Problem statement:
Print the full listing exactly.

#### Records shown ####

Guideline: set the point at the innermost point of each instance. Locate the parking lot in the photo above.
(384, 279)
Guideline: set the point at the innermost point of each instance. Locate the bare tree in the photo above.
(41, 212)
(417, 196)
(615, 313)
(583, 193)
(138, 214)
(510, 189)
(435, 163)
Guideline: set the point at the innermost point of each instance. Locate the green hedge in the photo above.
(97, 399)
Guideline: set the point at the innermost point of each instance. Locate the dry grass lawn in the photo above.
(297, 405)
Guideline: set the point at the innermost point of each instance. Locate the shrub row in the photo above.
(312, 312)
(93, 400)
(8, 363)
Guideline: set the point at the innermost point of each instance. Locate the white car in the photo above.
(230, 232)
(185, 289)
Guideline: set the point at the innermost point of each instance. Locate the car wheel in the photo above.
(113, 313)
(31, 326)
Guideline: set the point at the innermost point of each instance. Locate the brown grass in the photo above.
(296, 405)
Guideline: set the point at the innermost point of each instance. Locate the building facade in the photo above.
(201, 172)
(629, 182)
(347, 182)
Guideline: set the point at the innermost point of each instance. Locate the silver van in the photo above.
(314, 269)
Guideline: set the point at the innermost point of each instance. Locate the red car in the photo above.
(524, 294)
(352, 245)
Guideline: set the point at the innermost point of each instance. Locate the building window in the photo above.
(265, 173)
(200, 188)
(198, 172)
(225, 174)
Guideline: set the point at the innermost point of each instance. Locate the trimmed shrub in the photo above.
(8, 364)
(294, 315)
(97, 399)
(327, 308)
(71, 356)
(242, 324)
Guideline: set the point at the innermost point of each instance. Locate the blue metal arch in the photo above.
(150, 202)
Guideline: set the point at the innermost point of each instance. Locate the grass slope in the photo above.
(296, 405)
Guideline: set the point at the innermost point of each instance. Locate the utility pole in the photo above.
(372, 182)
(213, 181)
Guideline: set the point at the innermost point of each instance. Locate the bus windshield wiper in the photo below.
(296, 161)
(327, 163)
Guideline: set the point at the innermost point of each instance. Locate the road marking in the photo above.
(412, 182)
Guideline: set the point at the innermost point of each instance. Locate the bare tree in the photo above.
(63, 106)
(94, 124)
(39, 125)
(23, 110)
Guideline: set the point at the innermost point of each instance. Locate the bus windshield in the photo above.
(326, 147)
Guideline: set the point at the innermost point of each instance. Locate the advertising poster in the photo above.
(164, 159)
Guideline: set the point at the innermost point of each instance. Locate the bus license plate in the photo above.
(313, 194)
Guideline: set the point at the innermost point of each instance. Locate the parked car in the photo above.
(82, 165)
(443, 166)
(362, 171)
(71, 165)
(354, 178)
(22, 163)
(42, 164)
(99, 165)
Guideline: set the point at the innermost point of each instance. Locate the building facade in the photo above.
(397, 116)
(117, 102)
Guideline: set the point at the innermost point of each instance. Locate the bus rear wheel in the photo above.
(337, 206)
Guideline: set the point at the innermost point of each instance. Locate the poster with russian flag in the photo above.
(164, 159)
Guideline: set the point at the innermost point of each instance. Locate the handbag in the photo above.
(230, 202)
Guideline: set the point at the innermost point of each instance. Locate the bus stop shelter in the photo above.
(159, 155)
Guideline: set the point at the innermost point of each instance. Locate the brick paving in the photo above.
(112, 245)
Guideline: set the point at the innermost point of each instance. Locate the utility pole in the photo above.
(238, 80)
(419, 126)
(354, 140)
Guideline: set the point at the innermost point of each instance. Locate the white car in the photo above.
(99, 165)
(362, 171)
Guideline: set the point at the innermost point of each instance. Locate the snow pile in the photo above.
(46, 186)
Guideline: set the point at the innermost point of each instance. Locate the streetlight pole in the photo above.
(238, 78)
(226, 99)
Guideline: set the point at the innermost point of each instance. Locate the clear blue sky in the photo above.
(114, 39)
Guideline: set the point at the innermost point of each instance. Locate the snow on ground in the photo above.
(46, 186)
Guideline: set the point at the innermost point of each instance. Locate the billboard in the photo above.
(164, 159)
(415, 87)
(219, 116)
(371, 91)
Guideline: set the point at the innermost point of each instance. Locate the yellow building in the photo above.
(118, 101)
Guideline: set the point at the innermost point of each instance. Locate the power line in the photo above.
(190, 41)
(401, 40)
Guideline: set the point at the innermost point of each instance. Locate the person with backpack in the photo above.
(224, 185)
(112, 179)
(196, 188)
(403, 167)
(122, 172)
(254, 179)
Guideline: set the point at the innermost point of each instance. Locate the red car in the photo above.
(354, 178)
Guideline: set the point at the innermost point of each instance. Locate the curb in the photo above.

####

Exercise output:
Guideline: set the point at the innermost point of each instance. Locate the parking lot in the photo above.
(384, 279)
Guideline: set the point at the innermost point of each instance. Locate the bare tree in the photo above.
(41, 212)
(417, 196)
(615, 313)
(583, 193)
(138, 214)
(510, 189)
(435, 163)
Guideline: set the point at the innermost point of each instance. Locate the green hedge in the photo above.
(97, 399)
Guideline: set the point at the innermost point of each instance. Locate the dry grass lawn in the photo above.
(297, 405)
Guideline: set the point at the innermost point of each instance. Locate the shrub row in the photo above.
(312, 312)
(93, 400)
(8, 363)
Guideline: set the point at the innermost point of each instance. Locate the white car in the photo above.
(230, 232)
(185, 289)
Guideline: set the point at the innermost point of each instance. Locate the car wheel in the photo above.
(113, 313)
(31, 326)
Guideline: set the point at the innermost point of each instance. Locate the brown grass in the photo above.
(296, 405)
Guideline: set the point at the innermost point of each instance. Locate the building facade in the photo above.
(201, 172)
(629, 182)
(347, 182)
Guideline: set the point at the innermost point of each instance. Locate the silver van in the photo above.
(314, 269)
Guideline: set the point at the innermost point of each instance. Locate the red car in the photo above.
(524, 294)
(352, 245)
Guideline: set the point at the innermost point of each instance. Locate the building window in the photo above.
(265, 173)
(200, 188)
(198, 172)
(225, 174)
Guideline: set the point at the innermost point of each instance. Locate the trimmed shrub in the photo above.
(8, 364)
(294, 315)
(97, 399)
(327, 308)
(71, 356)
(242, 324)
Guideline: set the point at the innermost point of each instance. Locate the blue metal arch in the photo above.
(150, 202)
Guideline: set the point at the innermost point of each instance. Locate the grass slope in the photo above.
(296, 405)
Guideline: set the point at the innermost point of each instance. Locate the utility pole in the photo above.
(372, 182)
(213, 181)
Guideline: set the point at the innermost point of each instance. Locate the bus windshield wiper in the photo below.
(296, 161)
(327, 163)
Guideline: set the point at the innermost point of each instance. Locate the road marking in the photo above.
(412, 182)
Guideline: set the point at the innermost point of each instance. Locate the bare tree in the photo above.
(63, 106)
(94, 124)
(39, 125)
(23, 110)
Guideline: set the point at the innermost point of each instance. Locate the bus windshield in the photo above.
(326, 147)
Guideline: set the point at the innermost point of each instance. Locate the advertising poster in the photo above.
(164, 159)
Guideline: set the point at the innermost point of each instance. Locate the bus license plate in the photo above.
(313, 194)
Guideline: set the point at the innermost point of each instance. Locate the parked car in the photo above.
(82, 165)
(443, 166)
(362, 171)
(71, 165)
(354, 178)
(22, 163)
(42, 164)
(99, 165)
Guideline: set the point at the innermost point of each instance. Locate the building facade in the photo above.
(397, 116)
(117, 102)
Guideline: set the point at the innermost point of each instance. Locate the bus rear wheel in the photo above.
(337, 206)
Guideline: set the point at the innermost point of each instance. Locate the poster with russian flag in the photo above.
(164, 159)
Guideline: set the point at the innermost point of each instance. Locate the handbag in the photo above.
(230, 202)
Guideline: set the point at the innermost point of each instance. Locate the bus stop shelter in the photo above.
(159, 155)
Guideline: set the point at the innermost point of each instance. Locate the brick paving in the photo above.
(112, 245)
Guideline: set the point at the innermost point of each instance. Locate the utility pole in the photo above.
(238, 80)
(419, 126)
(354, 140)
Guideline: set the point at the innermost point of each instance. Locate the white car in the photo above.
(99, 165)
(362, 171)
Guideline: set the point at the innermost point of each instance. Locate the snow pile in the photo above.
(46, 186)
Guideline: set the point at the innermost point of each instance. Locate the streetlight pole in the photo above.
(238, 78)
(226, 99)
Guideline: set the point at the innermost point of each instance. Locate the clear blue sky in the photo above.
(114, 39)
Guideline: set the point at the innermost point of each instance. Locate the snow on ground in the photo above.
(46, 186)
Guideline: set the point at the innermost point of each instance. Locate the billboard in the photo above.
(164, 159)
(415, 87)
(219, 116)
(371, 91)
Guideline: set the point at the innermost point of each instance. Locate the yellow building in the photo above.
(118, 101)
Guideline: set the point at the innermost point of each instance. Locate the power line in the photo above.
(190, 41)
(401, 40)
Guideline: set the point at the innermost point of each instance. Locate the person with backpack in the photo above.
(224, 185)
(112, 179)
(196, 188)
(403, 167)
(122, 172)
(254, 179)
Guideline: set the point at the innermost point of each instance. Locate the red car in the photo above.
(354, 178)
Guideline: set the point at the innermost point of each instance. Locate the curb in the photo above.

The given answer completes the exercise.